Entries provided =>
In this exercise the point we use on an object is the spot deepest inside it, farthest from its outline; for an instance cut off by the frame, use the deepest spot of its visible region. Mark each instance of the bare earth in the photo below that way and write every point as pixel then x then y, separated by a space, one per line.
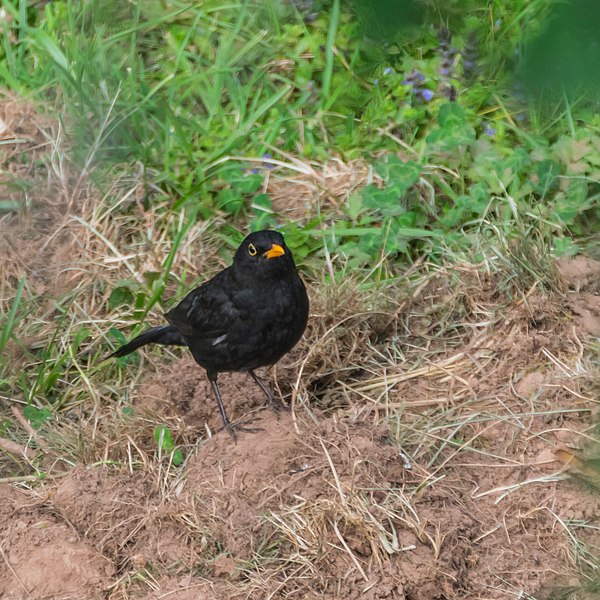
pixel 454 478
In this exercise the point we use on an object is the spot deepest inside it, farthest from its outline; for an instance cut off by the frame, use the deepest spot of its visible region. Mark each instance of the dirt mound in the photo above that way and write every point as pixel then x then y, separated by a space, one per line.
pixel 582 275
pixel 429 455
pixel 43 556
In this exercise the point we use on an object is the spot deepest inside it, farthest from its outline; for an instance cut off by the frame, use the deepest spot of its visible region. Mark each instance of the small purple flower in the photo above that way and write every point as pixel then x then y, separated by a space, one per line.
pixel 267 165
pixel 427 95
pixel 489 130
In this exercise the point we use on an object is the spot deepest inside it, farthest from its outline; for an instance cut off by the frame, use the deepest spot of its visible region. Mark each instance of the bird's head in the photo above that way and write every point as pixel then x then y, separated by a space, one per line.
pixel 263 253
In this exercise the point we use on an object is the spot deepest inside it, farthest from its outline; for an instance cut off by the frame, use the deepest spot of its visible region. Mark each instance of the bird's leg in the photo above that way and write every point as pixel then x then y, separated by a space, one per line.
pixel 231 428
pixel 274 402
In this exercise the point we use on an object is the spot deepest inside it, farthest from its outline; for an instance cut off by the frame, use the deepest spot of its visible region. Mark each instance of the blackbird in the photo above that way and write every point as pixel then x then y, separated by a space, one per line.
pixel 247 316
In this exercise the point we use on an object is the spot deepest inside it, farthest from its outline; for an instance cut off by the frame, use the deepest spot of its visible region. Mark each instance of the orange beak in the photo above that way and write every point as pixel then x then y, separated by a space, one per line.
pixel 275 251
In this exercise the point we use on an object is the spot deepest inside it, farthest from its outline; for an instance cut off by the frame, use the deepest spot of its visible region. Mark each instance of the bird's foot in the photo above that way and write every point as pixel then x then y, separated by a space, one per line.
pixel 277 406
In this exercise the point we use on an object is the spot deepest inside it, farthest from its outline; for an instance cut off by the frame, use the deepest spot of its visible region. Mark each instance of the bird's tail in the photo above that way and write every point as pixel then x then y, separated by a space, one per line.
pixel 165 335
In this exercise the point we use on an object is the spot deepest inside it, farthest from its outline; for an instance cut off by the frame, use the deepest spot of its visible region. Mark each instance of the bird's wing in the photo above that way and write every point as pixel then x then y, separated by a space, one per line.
pixel 207 311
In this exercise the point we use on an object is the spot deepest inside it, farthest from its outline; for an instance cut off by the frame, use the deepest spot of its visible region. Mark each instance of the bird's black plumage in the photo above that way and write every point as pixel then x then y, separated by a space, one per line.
pixel 247 316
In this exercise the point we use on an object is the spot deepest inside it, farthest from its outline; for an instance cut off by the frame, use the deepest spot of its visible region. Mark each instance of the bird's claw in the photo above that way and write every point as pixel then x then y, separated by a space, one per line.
pixel 233 428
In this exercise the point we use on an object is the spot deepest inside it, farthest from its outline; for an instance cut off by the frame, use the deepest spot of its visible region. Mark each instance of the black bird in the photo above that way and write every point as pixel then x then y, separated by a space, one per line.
pixel 247 316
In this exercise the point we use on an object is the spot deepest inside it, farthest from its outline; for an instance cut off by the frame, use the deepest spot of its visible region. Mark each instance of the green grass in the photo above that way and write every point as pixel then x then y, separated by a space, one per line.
pixel 186 116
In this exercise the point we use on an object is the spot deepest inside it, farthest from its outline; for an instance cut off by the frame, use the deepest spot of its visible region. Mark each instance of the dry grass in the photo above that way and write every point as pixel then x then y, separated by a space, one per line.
pixel 417 428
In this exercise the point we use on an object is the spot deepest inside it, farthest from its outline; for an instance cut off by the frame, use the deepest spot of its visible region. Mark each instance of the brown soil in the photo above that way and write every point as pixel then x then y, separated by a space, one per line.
pixel 443 479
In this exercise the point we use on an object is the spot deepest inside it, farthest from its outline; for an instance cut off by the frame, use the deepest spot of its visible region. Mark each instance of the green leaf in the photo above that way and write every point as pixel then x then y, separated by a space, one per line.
pixel 163 438
pixel 177 457
pixel 452 116
pixel 43 40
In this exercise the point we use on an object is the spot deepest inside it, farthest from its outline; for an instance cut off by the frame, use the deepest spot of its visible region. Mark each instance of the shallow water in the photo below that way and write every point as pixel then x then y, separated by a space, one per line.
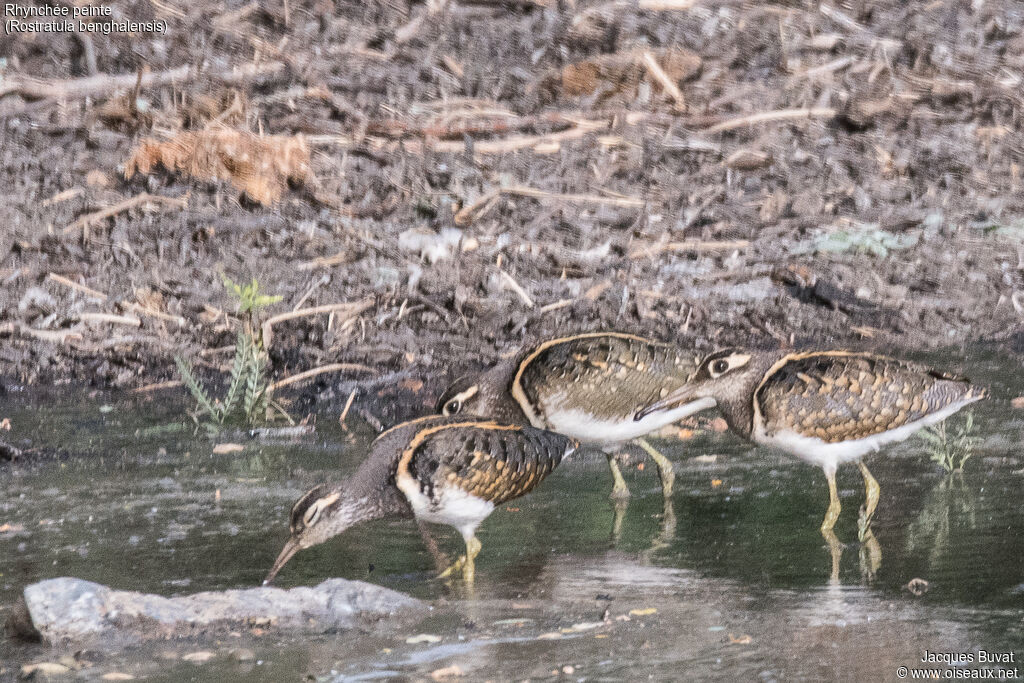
pixel 739 579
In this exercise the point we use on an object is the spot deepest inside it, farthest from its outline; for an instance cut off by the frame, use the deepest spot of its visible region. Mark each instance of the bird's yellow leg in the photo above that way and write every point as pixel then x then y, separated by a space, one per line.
pixel 870 556
pixel 619 491
pixel 465 562
pixel 619 510
pixel 836 551
pixel 469 568
pixel 835 547
pixel 871 491
pixel 665 470
pixel 834 505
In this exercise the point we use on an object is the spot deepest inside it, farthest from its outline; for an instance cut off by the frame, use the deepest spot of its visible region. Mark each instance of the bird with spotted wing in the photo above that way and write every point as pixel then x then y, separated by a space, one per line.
pixel 442 470
pixel 587 386
pixel 826 408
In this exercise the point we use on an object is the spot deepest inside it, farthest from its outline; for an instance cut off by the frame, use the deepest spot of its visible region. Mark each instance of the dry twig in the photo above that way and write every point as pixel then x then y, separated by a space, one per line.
pixel 83 222
pixel 88 291
pixel 663 79
pixel 110 317
pixel 693 246
pixel 323 370
pixel 347 311
pixel 765 117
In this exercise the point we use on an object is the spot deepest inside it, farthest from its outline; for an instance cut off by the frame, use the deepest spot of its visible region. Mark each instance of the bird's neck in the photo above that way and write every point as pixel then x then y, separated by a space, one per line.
pixel 738 414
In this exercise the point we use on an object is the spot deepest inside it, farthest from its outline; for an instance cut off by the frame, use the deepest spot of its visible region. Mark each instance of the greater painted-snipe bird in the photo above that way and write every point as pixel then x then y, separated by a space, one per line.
pixel 826 408
pixel 442 470
pixel 588 386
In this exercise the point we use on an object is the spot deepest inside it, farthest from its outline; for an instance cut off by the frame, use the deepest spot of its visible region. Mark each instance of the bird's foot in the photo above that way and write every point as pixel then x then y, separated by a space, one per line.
pixel 863 525
pixel 456 567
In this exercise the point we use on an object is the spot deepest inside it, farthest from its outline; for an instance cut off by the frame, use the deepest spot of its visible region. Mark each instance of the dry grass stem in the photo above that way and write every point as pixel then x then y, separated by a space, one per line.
pixel 83 222
pixel 111 318
pixel 766 117
pixel 663 79
pixel 323 370
pixel 170 384
pixel 347 311
pixel 88 291
pixel 693 246
pixel 510 283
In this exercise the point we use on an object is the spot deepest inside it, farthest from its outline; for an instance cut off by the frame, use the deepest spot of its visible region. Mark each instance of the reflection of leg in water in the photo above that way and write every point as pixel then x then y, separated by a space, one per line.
pixel 870 556
pixel 466 562
pixel 620 492
pixel 665 470
pixel 835 547
pixel 666 534
pixel 836 551
pixel 871 491
pixel 619 507
pixel 440 559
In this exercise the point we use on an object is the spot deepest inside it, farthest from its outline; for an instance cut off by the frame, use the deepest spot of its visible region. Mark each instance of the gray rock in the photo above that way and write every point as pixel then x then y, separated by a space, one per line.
pixel 61 609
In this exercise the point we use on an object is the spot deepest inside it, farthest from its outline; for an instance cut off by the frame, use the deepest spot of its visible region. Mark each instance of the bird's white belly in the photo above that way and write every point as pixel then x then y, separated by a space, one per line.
pixel 588 429
pixel 829 456
pixel 453 506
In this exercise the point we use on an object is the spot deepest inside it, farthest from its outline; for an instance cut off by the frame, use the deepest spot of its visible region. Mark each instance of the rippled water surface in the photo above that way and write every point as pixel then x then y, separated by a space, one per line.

Written exercise => Please rewrite the items starting at the line that contains "the bird's tail" and ending at the line that contains "pixel 233 428", renaming "outline" to "boundary" and leaving everything else as it is.

Result =>
In this exercise the point we use on an object is the spot deepest inside it, farthest from its boundary; for an instance cut off by the frame, use the deepest spot of its visible region. Mark each instance of the bird's tail in the photo above that way and write every point as pixel then x then y, separated by a space, one per line.
pixel 165 335
In this exercise the point we use on an object is the spot deepest inside it, farthest from its boundary; for an instance cut off by the frame, use the deepest spot of its visible region. Mark each instance of the bird's wing in the photo above that way and write every point as pixel then x then y, separated by a space, one per line.
pixel 207 311
In this exercise the point we use on an object is the spot deepest inside it, farthest from its boundary; for an instance cut off by the frame, use the deepest spot of its visible region. Mark each instance of the bird's black plumage in the photo above that way and write every point as pixel then x then y, separated by a space, one per line.
pixel 247 316
In this exercise the point we use on an object is the spot deepest inside it, farthest from its boundary; for an instance cut off by the frame, use the deepest spot of its visible region. Mark each instance of the bird's claw in the photo above that way and write every point as pixel then x then y, separated by a space, one per line.
pixel 233 428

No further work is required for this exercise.